§ **Exercise objective**:
Would you please restate all of the data exactly?

§ **Input material**:
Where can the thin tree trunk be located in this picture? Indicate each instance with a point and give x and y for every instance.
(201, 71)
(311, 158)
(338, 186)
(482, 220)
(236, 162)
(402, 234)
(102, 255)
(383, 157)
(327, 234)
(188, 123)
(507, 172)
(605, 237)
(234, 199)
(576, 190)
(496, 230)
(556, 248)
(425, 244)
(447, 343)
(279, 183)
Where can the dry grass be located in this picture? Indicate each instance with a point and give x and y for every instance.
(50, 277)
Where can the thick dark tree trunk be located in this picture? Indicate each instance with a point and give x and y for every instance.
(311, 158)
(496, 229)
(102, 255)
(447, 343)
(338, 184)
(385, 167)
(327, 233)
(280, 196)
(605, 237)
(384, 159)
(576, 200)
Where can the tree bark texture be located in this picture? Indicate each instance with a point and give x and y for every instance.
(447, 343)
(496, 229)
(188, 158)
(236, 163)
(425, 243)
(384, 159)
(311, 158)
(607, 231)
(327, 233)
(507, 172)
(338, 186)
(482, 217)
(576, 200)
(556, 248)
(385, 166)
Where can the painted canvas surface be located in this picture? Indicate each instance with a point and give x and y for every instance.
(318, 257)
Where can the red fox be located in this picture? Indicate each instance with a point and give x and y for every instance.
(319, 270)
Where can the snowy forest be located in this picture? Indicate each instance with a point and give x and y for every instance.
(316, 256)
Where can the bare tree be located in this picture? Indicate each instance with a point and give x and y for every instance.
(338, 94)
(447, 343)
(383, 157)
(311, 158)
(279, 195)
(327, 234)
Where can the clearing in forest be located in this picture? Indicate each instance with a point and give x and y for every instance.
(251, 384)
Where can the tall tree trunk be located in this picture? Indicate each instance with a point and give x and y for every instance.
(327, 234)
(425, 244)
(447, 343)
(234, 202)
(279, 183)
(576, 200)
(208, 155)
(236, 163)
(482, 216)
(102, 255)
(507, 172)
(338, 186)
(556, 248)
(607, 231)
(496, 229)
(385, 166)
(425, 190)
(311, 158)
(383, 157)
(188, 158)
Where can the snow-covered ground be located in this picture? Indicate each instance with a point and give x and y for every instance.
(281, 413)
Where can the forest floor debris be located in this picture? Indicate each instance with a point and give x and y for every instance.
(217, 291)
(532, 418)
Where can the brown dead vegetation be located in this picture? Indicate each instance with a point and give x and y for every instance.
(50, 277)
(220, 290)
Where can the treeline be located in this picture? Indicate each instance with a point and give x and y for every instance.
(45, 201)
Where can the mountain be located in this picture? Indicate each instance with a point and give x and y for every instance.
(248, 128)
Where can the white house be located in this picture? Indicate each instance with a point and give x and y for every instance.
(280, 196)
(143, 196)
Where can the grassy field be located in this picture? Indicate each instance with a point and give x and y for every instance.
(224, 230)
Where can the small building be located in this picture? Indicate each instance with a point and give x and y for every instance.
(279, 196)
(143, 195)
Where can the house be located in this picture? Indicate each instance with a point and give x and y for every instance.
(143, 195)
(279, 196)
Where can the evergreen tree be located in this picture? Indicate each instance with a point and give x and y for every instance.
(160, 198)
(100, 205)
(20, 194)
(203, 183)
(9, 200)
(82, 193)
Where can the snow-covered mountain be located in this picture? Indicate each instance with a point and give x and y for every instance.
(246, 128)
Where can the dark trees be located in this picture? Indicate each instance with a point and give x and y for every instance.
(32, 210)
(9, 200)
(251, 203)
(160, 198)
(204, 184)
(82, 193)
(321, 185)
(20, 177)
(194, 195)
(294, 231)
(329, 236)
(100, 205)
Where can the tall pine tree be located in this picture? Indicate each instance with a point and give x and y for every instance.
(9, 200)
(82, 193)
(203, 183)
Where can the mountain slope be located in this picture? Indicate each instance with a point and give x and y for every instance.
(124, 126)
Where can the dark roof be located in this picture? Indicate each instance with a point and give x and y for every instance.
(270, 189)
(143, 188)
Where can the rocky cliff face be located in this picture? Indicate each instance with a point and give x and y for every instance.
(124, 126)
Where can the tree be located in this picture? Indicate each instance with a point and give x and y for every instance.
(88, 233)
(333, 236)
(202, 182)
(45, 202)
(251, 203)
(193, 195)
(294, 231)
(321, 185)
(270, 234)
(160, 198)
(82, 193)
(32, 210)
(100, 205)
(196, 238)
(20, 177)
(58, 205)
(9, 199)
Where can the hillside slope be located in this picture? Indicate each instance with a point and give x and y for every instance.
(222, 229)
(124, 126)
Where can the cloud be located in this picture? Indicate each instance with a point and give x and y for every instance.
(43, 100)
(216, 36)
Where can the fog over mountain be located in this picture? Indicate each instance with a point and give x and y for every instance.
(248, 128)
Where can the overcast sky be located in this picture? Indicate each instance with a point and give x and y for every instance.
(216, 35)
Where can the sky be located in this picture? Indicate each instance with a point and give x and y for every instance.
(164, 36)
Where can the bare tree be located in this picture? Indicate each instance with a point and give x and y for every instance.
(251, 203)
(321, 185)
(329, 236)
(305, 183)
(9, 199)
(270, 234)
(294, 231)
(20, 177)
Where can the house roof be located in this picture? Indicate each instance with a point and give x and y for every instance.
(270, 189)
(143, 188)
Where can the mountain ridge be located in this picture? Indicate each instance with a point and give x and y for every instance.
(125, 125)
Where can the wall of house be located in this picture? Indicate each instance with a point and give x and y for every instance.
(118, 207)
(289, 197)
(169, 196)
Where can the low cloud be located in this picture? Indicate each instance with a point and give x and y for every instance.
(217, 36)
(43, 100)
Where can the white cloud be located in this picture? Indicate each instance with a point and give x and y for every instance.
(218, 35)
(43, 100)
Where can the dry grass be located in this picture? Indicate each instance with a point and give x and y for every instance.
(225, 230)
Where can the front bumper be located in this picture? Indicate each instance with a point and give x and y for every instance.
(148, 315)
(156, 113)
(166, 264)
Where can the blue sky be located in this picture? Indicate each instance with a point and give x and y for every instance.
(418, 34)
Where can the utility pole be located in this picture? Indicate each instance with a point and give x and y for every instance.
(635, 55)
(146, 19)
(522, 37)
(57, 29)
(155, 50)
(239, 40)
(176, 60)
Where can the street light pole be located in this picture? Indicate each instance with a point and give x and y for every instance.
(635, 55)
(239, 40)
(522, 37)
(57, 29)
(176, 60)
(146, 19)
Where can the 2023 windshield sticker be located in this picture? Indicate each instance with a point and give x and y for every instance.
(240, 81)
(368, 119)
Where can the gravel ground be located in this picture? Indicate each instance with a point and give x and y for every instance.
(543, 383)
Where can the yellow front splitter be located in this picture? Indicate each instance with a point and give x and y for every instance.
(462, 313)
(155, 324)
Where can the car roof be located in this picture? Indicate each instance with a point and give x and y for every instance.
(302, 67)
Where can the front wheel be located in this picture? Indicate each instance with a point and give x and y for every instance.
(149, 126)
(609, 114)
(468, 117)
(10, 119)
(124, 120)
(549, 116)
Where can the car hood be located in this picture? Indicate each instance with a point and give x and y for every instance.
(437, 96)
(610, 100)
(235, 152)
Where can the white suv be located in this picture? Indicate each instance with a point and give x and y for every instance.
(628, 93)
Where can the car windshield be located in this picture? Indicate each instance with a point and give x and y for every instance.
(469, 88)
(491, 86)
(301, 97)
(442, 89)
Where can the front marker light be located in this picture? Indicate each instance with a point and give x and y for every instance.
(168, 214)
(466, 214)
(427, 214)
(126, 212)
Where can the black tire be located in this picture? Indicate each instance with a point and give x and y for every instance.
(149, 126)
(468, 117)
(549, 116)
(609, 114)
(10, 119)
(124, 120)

§ **Exercise output**:
Where can the thin tree trunk be located in this picture? Indicate each instance with a point and give x and y for every instance.
(201, 71)
(311, 158)
(338, 186)
(482, 220)
(236, 162)
(402, 234)
(102, 255)
(383, 157)
(327, 234)
(188, 123)
(507, 172)
(605, 237)
(234, 199)
(576, 190)
(496, 230)
(556, 248)
(425, 244)
(447, 343)
(279, 183)
Where can the dry grass be located in this picture? Indicate each instance with a point and give x and y for every instance.
(50, 277)
Where can the thick dark tree trunk be located in this picture? Indicate each instance with a point and give x and y for every instance.
(311, 158)
(496, 229)
(102, 255)
(447, 343)
(338, 184)
(385, 167)
(327, 233)
(280, 196)
(605, 237)
(384, 159)
(576, 200)
Where can the tree bark texture be located in this picture? Indicate each instance with a point and give x and y for every instance.
(447, 343)
(496, 229)
(188, 158)
(236, 163)
(425, 243)
(384, 159)
(311, 158)
(607, 231)
(327, 233)
(507, 172)
(338, 186)
(482, 217)
(576, 200)
(556, 248)
(385, 166)
Where can the painted canvas surface be located in this picture? Indicate each instance with a point and give x and y for every instance.
(318, 257)
Where can the red fox be located in this picture? Indicate each instance with a point and give x and y for every instance.
(319, 270)
Where can the snowy forest be located in this picture? Indicate each instance with a point and give x and y for every instance.
(316, 256)
Where can the bare tree be located in this picture? Indicate each instance with a point and give x and y for every instance.
(338, 94)
(447, 343)
(383, 157)
(311, 158)
(279, 195)
(327, 234)
Where can the clearing in forest be located in this picture? Indicate each instance with a point and give x and y for every instance.
(251, 384)
Where can the tall tree trunk be located in this picture? Indicate each instance with a point and give x and y for every instance.
(327, 234)
(425, 244)
(447, 343)
(234, 202)
(279, 183)
(576, 200)
(208, 155)
(236, 163)
(482, 216)
(102, 255)
(507, 172)
(338, 186)
(556, 248)
(607, 231)
(496, 229)
(385, 166)
(425, 190)
(311, 158)
(383, 157)
(188, 158)
Where can the snow-covered ground be located in this picture? Indicate each instance with a point and give x and y for every instance.
(281, 413)
Where can the forest floor debris be located in this picture? Indicate each instance with a point and give x and y for every instance.
(217, 291)
(532, 418)
Where can the brown dead vegetation be located in this picture? Indicate each instance with a point and give x and y for every instance.
(50, 277)
(220, 290)
Where can the treeline be located in this picture? Indicate each instance with a point and give x and y for every instance.
(45, 201)
Where can the mountain be located in this picture? Indicate each instance with a point and give x and y for every instance.
(248, 128)
Where can the white house be located in this picture? Indicate each instance with a point and give x and y for every instance.
(280, 196)
(143, 196)
Where can the grassy field be located in this picture? Indicate each instance with a point and give x and y for every instance.
(224, 230)
Where can the small building be located in this picture? Indicate each instance with a point and give x and y for every instance.
(279, 196)
(143, 195)
Where can the house be located in this picture? Indicate each instance with a point and give x and y for every instance.
(143, 195)
(279, 196)
Where can the evergreen tree be located in this picture? Indicate each instance with a point and give x and y for every instance.
(160, 198)
(100, 205)
(20, 194)
(203, 183)
(9, 200)
(82, 193)
Where can the snow-covered mountain be located in this picture? Indicate each instance with a point and give x and y for every instance.
(246, 128)
Where can the dark trees be located in this picture? Indicate each instance with a point and give x and y for every instance.
(32, 210)
(9, 200)
(251, 203)
(160, 198)
(204, 184)
(82, 193)
(321, 185)
(20, 177)
(194, 195)
(294, 231)
(329, 236)
(100, 205)
Where can the tall pine tree be located in this picture? Indicate each instance with a point and give x and y for every instance.
(9, 200)
(82, 193)
(203, 183)
Where can the mountain slope be located in this picture? Indicate each instance with a point and give x and y for every instance.
(124, 126)
Where can the dark roof be located in this picture? Indicate each instance with a point and give x and y for every instance.
(270, 189)
(143, 188)
Where can the rocky cliff face be located in this picture? Indicate each instance with a point and give x and y for every instance.
(124, 126)
Where can the tree be located in this picture? Indicate each instance with a point and give x and y for every instance.
(88, 233)
(333, 236)
(202, 182)
(45, 202)
(251, 203)
(193, 195)
(294, 231)
(321, 185)
(270, 234)
(160, 198)
(82, 193)
(32, 210)
(100, 205)
(196, 238)
(20, 177)
(58, 205)
(9, 199)
Where can the hillside slope be located in this picture? Indicate each instance with a point and give x and y for every instance.
(222, 229)
(124, 126)
Where can the cloud be located in this picture? Indicate each instance with a point and give x and y for every instance.
(43, 100)
(216, 36)
Where can the fog over mountain be located in this picture? Indicate each instance with a point and give x and y for every instance.
(248, 128)
Where can the overcast sky be located in this picture? Indicate each instance with a point and give x and y for every instance.
(216, 35)
Where can the sky be located in this picture? Indicate each instance with a point and give x and y for every instance.
(164, 36)
Where can the bare tree be located in this picture? Indicate each instance with a point and give x and y for every instance.
(251, 203)
(321, 185)
(329, 236)
(305, 183)
(9, 199)
(270, 234)
(294, 231)
(20, 177)
Where can the house roof be located in this picture? Indicate each instance with a point and give x and y for every instance.
(270, 189)
(143, 188)
Where can the mountain ridge be located in this picture? Indicate each instance with a point and give x and y for every instance.
(125, 125)
Where can the wall of house be located in this picture? Indicate each instance with a point and give x and y for every instance.
(118, 207)
(289, 197)
(169, 196)
Where can the low cloud be located in this picture? Indicate each instance with a point and give x and y for every instance.
(217, 36)
(43, 100)
Where can the white cloud be located in this picture? Indicate each instance with a point and give x and y for every instance.
(218, 35)
(43, 100)
Where can the dry grass be located in this picture? Indicate each instance with a point and give x and y for every instance.
(225, 230)
Where can the front bumper be located in this picture? Indicate each instance with a point and give x and y for every instance.
(148, 315)
(156, 113)
(166, 264)
Where can the blue sky be located in this picture? Indicate each instance with a point and give x and y for every instance.
(418, 34)
Where can the utility pole be located in this picture? Indicate each instance with a point and give x and y for every instance.
(635, 55)
(146, 19)
(522, 37)
(57, 29)
(155, 50)
(239, 40)
(176, 60)
Where can the street light pole be located in this picture? Indicate each instance with a point and give x and y for every instance.
(635, 55)
(239, 40)
(522, 37)
(57, 29)
(176, 60)
(146, 19)
Where can the 2023 windshield sticker be located in this picture? Indicate each instance with a point and give x and y for every instance.
(240, 81)
(368, 119)
Where can the gravel ground be located in this picture? Indicate each instance with a point and give x and y for every instance.
(543, 383)
Where can the yellow front splitter be located in this picture? Indicate each instance with a point and give x and y for every instance.
(462, 313)
(155, 324)
Where can the car roof be located in this picture? Indicate each instance with a point and give x and y for every instance.
(302, 67)
Where can the front wheel be located in this picture? Indicate each instance with a point and give x and y for every instance.
(149, 126)
(609, 114)
(468, 117)
(10, 119)
(124, 120)
(549, 116)
Where can the car hood be located in this picture? Indicate each instance with a point and give x and y for every instance.
(437, 96)
(610, 100)
(235, 152)
Where can the white suv be located in this picture? Indicate each instance with a point and give x and y for every instance.
(628, 93)
Where can the car windshield be located in this picture? Indicate each instance with a point and give x and y for every instance.
(469, 88)
(491, 86)
(301, 97)
(442, 89)
Where can the front marker light be located in this picture? Indicate each instance with a point and give x and y for every instance.
(168, 214)
(466, 214)
(427, 214)
(126, 212)
Where can the black tire be located in this picture? Indicate each instance with a point and give x and y for every instance.
(149, 126)
(468, 117)
(549, 116)
(609, 114)
(10, 119)
(124, 120)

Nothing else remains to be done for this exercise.